WORK TO COMPLETE =>
1: Using the PrefixSpan class page, decide whether each statement agrees with it: (a) the maximal pattern length defaults to 10; (b) the class is already an Estimator/Transformer; (c) rows with nulls in the sequence column are ignored. Answer yes or no for each and quote the deciding words.
2: Answer these questions from the PrefixSpan class page:
(a) What is the default minimal support level?
(b) What is the default name of the sequence column?
(c) What happens when a projected database goes over the maximum size?

-- Start of SELECTED EXCERPT --

Class PrefixSpan

All Implemented Interfaces:
Serializable, Params, Identifiable, scala.Serializable

public final class PrefixSpan extends Object implements Params
A parallel PrefixSpan algorithm to mine frequent sequential patterns. The PrefixSpan algorithm is described in J. Pei, et al., PrefixSpan: Mining Sequential Patterns Efficiently by Prefix-Projected Pattern Growth (see here). This class is not yet an Estimator/Transformer, use findFrequentSequentialPatterns method to run the PrefixSpan algorithm.

See Also:
  • Constructor Details

    • PrefixSpan

      public PrefixSpan(String uid)
    • PrefixSpan

      public PrefixSpan()
  • Method Details

    • copy

      public PrefixSpan copy(ParamMap extra)
      Description copied from interface: Params
      Creates a copy of this instance with the same UID and some extra params. Subclasses should implement this method and set the return type properly. See defaultCopy().
      Specified by:
      copy in interface Params
      extra - (undocumented)
    • findFrequentSequentialPatterns

      public Dataset<Row> findFrequentSequentialPatterns(Dataset<?> dataset)
      Finds the complete set of frequent sequential patterns in the input sequences of itemsets.

      dataset - A dataset or a dataframe containing a sequence column which is
      type, T is the item type for the input dataset. @return A `DataFrame` that contains columns of sequence and corresponding frequency. The schema of it will be: - `sequence: ArrayType(ArrayType(T))` (T is the item type) - `freq: Long`
    • getMaxLocalProjDBSize

      public long getMaxLocalProjDBSize()
    • getMaxPatternLength

      public int getMaxPatternLength()
    • getMinSupport

      public double getMinSupport()
    • getSequenceCol

      public String getSequenceCol()
    • maxLocalProjDBSize

      public LongParam maxLocalProjDBSize()
      Param for the maximum number of items (including delimiters used in the internal storage format) allowed in a projected database before local processing (default: 32000000). If a projected database exceeds this size, another iteration of distributed prefix growth is run.
    • maxPatternLength

      public IntParam maxPatternLength()
      Param for the maximal pattern length (default: 10).
    • minSupport

      public DoubleParam minSupport()
      Param for the minimal support level (default: 0.1). Sequential patterns that appear more than (minSupport * size-of-the-dataset) times are identified as frequent sequential patterns.
    • params

      public Param<?>[] params()
      Description copied from interface: Params
      Returns all params sorted by their names. The default implementation uses Java reflection to list all public methods that have no arguments and return Param.

      Specified by:
      params in interface Params
    • sequenceCol

      public Param<String> sequenceCol()
      Param for the name of the sequence column in dataset (default "sequence"), rows with nulls in this column are ignored.
    • setMaxLocalProjDBSize

      public PrefixSpan setMaxLocalProjDBSize(long value)
    • setMaxPatternLength

      public PrefixSpan setMaxPatternLength(int value)
    • setMinSupport

      public PrefixSpan setMinSupport(double value)
    • setSequenceCol

      public PrefixSpan setSequenceCol(String value)
    • uid

      public String uid()
      Description copied from interface: Identifiable
      An immutable unique ID for the object and its derivatives.
      Specified by:
      uid in interface Identifiable

-- End of SELECTED EXCERPT --
-- Start of MATERIAL PROVIDED --

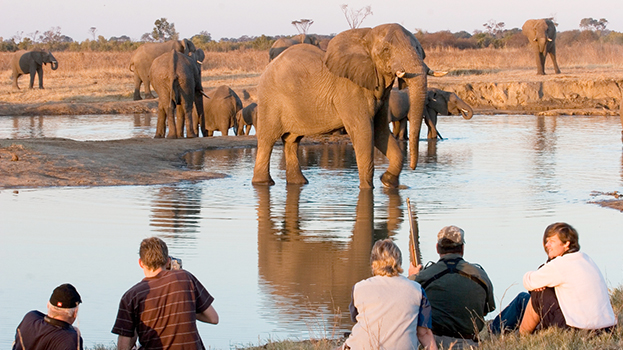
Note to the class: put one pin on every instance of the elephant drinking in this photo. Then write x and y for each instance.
(31, 62)
(143, 57)
(542, 36)
(177, 80)
(438, 102)
(306, 91)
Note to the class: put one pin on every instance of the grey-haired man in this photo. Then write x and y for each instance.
(460, 293)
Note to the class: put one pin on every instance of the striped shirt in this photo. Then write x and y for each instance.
(162, 310)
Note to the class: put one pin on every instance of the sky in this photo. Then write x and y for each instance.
(235, 18)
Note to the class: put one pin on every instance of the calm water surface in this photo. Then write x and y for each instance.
(281, 261)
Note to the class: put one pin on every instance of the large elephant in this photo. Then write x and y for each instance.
(143, 57)
(246, 118)
(306, 91)
(31, 62)
(176, 77)
(220, 111)
(281, 44)
(542, 36)
(438, 102)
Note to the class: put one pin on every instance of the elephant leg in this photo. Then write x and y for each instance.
(40, 73)
(137, 87)
(162, 120)
(32, 79)
(294, 176)
(387, 144)
(552, 55)
(361, 134)
(261, 171)
(172, 134)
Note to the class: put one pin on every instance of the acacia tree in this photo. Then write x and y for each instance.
(356, 17)
(302, 26)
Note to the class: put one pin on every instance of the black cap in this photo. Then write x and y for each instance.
(65, 296)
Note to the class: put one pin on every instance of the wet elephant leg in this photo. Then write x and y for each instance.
(137, 87)
(294, 176)
(261, 171)
(387, 144)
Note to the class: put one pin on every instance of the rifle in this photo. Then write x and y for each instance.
(415, 255)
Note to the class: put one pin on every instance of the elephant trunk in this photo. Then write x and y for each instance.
(417, 101)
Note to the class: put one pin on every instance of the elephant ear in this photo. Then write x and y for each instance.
(348, 56)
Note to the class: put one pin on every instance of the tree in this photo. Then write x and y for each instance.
(302, 26)
(93, 30)
(356, 17)
(494, 28)
(593, 24)
(164, 31)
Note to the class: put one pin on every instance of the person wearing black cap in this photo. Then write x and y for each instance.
(460, 293)
(53, 331)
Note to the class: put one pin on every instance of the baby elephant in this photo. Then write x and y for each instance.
(246, 118)
(31, 62)
(437, 102)
(220, 111)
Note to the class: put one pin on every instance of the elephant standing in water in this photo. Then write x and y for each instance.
(281, 44)
(177, 80)
(143, 57)
(246, 118)
(542, 36)
(31, 62)
(438, 102)
(220, 111)
(306, 91)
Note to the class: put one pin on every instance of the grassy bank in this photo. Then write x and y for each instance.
(104, 76)
(551, 339)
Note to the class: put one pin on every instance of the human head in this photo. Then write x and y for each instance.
(386, 258)
(566, 233)
(450, 239)
(64, 302)
(154, 253)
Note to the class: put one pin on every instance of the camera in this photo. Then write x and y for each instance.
(176, 264)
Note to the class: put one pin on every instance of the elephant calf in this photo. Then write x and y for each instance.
(220, 111)
(437, 102)
(246, 118)
(31, 62)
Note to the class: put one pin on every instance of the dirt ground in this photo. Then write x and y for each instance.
(50, 162)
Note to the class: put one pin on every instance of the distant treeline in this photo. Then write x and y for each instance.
(511, 38)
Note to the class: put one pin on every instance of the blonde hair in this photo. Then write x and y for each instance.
(386, 258)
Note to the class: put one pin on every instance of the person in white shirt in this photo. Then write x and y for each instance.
(568, 291)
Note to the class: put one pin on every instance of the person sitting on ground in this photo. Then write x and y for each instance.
(568, 291)
(53, 331)
(391, 311)
(162, 310)
(460, 293)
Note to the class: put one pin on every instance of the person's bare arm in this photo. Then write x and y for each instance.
(426, 338)
(126, 343)
(209, 315)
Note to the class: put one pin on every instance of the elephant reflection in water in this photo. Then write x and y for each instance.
(308, 270)
(176, 211)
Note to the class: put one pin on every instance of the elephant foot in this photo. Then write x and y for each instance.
(262, 182)
(390, 180)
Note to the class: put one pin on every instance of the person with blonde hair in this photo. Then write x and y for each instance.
(391, 311)
(53, 331)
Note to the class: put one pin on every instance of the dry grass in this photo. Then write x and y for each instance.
(104, 76)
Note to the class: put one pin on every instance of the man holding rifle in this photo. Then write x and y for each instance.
(460, 293)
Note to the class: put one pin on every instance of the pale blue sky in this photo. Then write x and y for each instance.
(235, 18)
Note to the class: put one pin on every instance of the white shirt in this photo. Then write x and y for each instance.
(580, 289)
(388, 314)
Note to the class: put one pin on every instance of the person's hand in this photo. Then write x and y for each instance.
(414, 270)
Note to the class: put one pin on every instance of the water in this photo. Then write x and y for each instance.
(281, 261)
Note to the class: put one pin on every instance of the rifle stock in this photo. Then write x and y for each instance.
(414, 239)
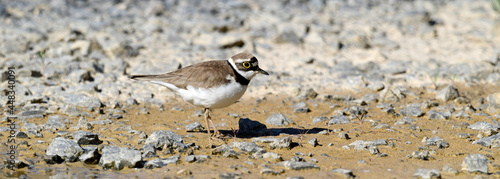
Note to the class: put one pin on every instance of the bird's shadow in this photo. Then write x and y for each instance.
(250, 128)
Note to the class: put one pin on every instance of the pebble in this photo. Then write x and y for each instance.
(268, 171)
(283, 143)
(491, 141)
(475, 163)
(158, 162)
(343, 135)
(340, 119)
(320, 119)
(194, 127)
(64, 150)
(279, 120)
(437, 141)
(313, 142)
(90, 155)
(294, 165)
(346, 173)
(448, 93)
(158, 139)
(54, 123)
(118, 158)
(274, 157)
(427, 173)
(86, 138)
(404, 121)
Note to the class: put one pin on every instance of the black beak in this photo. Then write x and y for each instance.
(261, 71)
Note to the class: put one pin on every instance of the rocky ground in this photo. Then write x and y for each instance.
(367, 89)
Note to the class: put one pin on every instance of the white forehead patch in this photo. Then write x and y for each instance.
(242, 60)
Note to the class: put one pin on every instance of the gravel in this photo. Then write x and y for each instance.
(475, 163)
(63, 149)
(118, 158)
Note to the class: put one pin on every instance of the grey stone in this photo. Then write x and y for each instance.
(118, 158)
(483, 126)
(279, 120)
(373, 150)
(313, 142)
(488, 141)
(274, 157)
(34, 133)
(81, 100)
(21, 135)
(71, 110)
(160, 139)
(54, 123)
(475, 163)
(229, 175)
(101, 122)
(265, 140)
(83, 124)
(31, 127)
(90, 155)
(302, 110)
(293, 165)
(31, 114)
(494, 100)
(148, 151)
(283, 143)
(320, 119)
(345, 172)
(427, 173)
(339, 119)
(405, 120)
(343, 135)
(448, 93)
(18, 164)
(250, 127)
(86, 138)
(307, 94)
(268, 171)
(423, 155)
(80, 76)
(195, 126)
(158, 163)
(287, 37)
(382, 126)
(299, 105)
(196, 158)
(65, 149)
(375, 86)
(363, 145)
(248, 148)
(413, 110)
(230, 154)
(437, 141)
(439, 115)
(448, 169)
(123, 128)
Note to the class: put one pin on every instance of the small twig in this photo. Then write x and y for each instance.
(42, 57)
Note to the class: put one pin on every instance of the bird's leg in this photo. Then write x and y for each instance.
(216, 132)
(207, 117)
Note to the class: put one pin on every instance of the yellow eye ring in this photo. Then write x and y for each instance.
(247, 64)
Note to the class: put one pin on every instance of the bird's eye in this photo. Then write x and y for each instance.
(247, 64)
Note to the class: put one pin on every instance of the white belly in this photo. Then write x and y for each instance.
(213, 98)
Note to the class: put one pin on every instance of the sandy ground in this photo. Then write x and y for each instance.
(394, 165)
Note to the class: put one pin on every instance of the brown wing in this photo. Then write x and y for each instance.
(205, 74)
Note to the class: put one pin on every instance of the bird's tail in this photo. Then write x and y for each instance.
(142, 77)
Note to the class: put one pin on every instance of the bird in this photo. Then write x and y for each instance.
(211, 84)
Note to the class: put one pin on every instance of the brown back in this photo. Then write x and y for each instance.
(205, 75)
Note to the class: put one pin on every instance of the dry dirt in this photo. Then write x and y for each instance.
(395, 165)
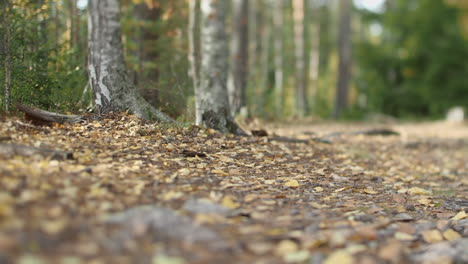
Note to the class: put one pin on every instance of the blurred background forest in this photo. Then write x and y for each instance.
(407, 59)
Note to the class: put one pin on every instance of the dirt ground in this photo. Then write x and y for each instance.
(122, 190)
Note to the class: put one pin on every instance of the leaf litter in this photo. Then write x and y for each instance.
(131, 191)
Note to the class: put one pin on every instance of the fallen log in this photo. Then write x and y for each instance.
(40, 116)
(10, 150)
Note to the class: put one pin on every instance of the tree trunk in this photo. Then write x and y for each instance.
(299, 40)
(278, 42)
(7, 62)
(108, 75)
(264, 57)
(239, 58)
(314, 57)
(344, 57)
(194, 47)
(212, 98)
(253, 38)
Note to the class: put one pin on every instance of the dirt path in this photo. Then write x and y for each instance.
(138, 193)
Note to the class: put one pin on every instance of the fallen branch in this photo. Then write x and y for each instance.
(10, 150)
(44, 117)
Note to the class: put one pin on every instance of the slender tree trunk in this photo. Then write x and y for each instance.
(74, 24)
(43, 54)
(299, 40)
(344, 57)
(7, 62)
(314, 57)
(278, 42)
(194, 47)
(253, 38)
(239, 58)
(212, 98)
(113, 90)
(264, 57)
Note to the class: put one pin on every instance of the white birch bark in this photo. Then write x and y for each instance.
(7, 62)
(264, 56)
(344, 57)
(314, 57)
(212, 98)
(108, 76)
(299, 40)
(278, 43)
(237, 83)
(194, 47)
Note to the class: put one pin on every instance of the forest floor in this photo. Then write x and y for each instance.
(121, 190)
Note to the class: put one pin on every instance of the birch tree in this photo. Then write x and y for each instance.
(6, 50)
(278, 43)
(194, 47)
(239, 58)
(314, 56)
(299, 40)
(212, 97)
(344, 57)
(108, 75)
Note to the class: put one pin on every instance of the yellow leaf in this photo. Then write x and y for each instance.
(419, 191)
(404, 236)
(341, 257)
(286, 247)
(295, 257)
(425, 201)
(269, 182)
(172, 195)
(228, 201)
(461, 215)
(370, 191)
(220, 172)
(432, 236)
(450, 235)
(292, 184)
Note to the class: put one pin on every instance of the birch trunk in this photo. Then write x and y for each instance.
(299, 40)
(344, 57)
(264, 57)
(314, 57)
(194, 47)
(278, 42)
(113, 90)
(239, 57)
(7, 62)
(212, 98)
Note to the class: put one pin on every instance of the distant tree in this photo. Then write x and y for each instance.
(299, 10)
(344, 57)
(239, 58)
(112, 87)
(278, 21)
(314, 56)
(6, 52)
(194, 46)
(212, 96)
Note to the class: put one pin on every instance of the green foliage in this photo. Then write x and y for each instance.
(156, 53)
(45, 71)
(418, 66)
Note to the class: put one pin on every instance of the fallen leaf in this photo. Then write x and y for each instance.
(450, 235)
(419, 191)
(228, 201)
(292, 184)
(295, 257)
(432, 236)
(341, 257)
(286, 247)
(461, 215)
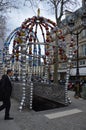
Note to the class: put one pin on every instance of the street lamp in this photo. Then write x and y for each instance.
(71, 23)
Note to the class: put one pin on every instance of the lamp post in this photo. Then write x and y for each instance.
(71, 24)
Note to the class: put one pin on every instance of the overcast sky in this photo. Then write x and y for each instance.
(16, 17)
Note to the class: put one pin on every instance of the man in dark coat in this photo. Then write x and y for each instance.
(7, 90)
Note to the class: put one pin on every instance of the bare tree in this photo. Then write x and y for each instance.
(7, 4)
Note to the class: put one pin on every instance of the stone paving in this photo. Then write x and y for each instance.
(31, 120)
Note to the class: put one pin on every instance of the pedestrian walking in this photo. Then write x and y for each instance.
(6, 94)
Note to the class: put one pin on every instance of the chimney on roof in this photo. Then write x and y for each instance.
(67, 13)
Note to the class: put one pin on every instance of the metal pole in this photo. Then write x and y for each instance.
(77, 58)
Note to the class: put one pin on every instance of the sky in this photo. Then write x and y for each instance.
(16, 17)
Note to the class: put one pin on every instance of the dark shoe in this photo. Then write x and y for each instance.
(8, 118)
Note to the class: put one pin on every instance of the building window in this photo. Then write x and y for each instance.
(82, 62)
(83, 50)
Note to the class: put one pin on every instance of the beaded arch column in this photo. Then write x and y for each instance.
(23, 62)
(7, 56)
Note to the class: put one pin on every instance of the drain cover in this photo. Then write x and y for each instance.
(41, 104)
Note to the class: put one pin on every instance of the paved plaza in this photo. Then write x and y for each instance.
(72, 117)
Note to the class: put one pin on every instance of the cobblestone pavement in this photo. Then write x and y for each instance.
(72, 117)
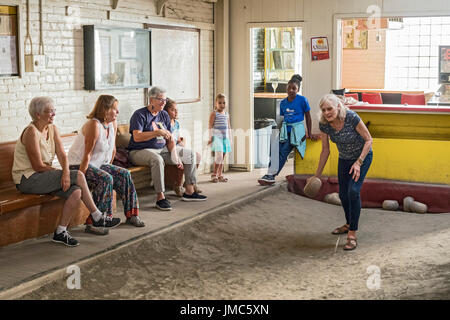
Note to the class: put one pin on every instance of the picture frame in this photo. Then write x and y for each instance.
(116, 57)
(355, 39)
(288, 60)
(286, 41)
(128, 47)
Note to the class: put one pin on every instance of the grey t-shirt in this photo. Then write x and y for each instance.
(348, 141)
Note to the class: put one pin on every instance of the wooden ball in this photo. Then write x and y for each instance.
(418, 207)
(391, 205)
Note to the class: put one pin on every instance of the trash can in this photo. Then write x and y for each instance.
(261, 141)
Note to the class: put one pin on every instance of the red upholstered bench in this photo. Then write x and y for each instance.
(372, 98)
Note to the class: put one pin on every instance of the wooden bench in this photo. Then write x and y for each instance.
(26, 216)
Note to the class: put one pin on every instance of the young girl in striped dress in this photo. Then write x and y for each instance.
(219, 136)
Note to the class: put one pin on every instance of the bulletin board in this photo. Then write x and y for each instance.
(175, 61)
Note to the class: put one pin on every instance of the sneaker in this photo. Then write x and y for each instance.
(193, 197)
(108, 222)
(65, 238)
(163, 204)
(196, 189)
(266, 180)
(178, 190)
(135, 221)
(97, 231)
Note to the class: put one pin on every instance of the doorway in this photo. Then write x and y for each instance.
(276, 53)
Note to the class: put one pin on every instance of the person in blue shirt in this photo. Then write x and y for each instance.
(295, 108)
(151, 144)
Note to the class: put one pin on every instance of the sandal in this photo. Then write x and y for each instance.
(341, 230)
(351, 244)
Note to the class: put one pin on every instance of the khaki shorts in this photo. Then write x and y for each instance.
(48, 182)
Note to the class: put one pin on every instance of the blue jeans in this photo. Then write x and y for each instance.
(349, 190)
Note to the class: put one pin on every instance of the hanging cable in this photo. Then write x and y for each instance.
(41, 33)
(28, 28)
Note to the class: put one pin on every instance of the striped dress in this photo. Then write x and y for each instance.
(220, 126)
(221, 139)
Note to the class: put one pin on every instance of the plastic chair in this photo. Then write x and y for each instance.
(353, 95)
(372, 98)
(414, 99)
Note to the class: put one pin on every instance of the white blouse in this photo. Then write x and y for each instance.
(103, 149)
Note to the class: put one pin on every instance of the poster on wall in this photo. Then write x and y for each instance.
(319, 48)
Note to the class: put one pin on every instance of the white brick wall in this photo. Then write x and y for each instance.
(62, 79)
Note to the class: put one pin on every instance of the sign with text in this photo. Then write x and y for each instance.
(319, 48)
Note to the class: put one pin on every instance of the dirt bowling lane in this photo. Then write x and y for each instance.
(276, 247)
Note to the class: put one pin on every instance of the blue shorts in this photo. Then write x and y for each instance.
(221, 145)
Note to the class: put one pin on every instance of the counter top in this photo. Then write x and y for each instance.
(270, 95)
(398, 108)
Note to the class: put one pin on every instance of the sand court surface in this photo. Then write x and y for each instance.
(277, 245)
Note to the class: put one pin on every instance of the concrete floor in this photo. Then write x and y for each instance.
(245, 242)
(32, 263)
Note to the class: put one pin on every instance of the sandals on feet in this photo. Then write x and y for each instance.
(341, 230)
(351, 244)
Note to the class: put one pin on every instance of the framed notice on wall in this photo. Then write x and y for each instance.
(9, 46)
(319, 48)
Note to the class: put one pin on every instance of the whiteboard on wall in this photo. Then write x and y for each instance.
(175, 57)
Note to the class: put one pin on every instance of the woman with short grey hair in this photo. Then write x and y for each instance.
(33, 172)
(354, 143)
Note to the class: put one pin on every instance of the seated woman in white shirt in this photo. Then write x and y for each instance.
(93, 152)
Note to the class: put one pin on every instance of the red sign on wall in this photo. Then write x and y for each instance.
(319, 48)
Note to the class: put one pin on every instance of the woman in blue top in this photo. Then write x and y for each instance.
(294, 109)
(354, 142)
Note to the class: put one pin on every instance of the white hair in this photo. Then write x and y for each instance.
(333, 101)
(155, 92)
(38, 105)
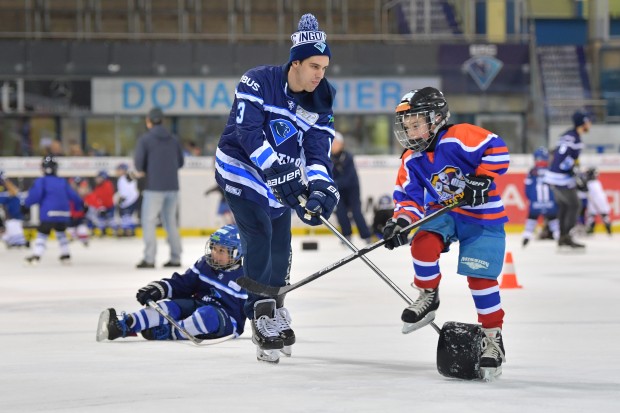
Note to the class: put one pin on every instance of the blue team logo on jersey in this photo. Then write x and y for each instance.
(281, 129)
(483, 69)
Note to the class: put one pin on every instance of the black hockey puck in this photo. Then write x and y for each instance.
(309, 245)
(459, 350)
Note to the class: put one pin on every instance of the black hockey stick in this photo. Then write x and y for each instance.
(373, 267)
(270, 291)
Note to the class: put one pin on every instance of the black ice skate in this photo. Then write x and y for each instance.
(110, 327)
(265, 333)
(162, 332)
(422, 311)
(283, 320)
(493, 354)
(33, 260)
(567, 241)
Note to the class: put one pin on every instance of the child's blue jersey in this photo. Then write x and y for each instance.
(53, 194)
(215, 287)
(269, 124)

-- End of MATERIAL PROVIDED --

SOLUTIONS TO EACH TASK =>
1:
(a) Yes: "Param for the maximal pattern length (default: 10)."
(b) No: "This class is not yet an Estimator/Transformer"
(c) Yes: "rows with nulls in this column are ignored."

2:
(a) 0.1
(b) "sequence"
(c) Another iteration of distributed prefix growth is run.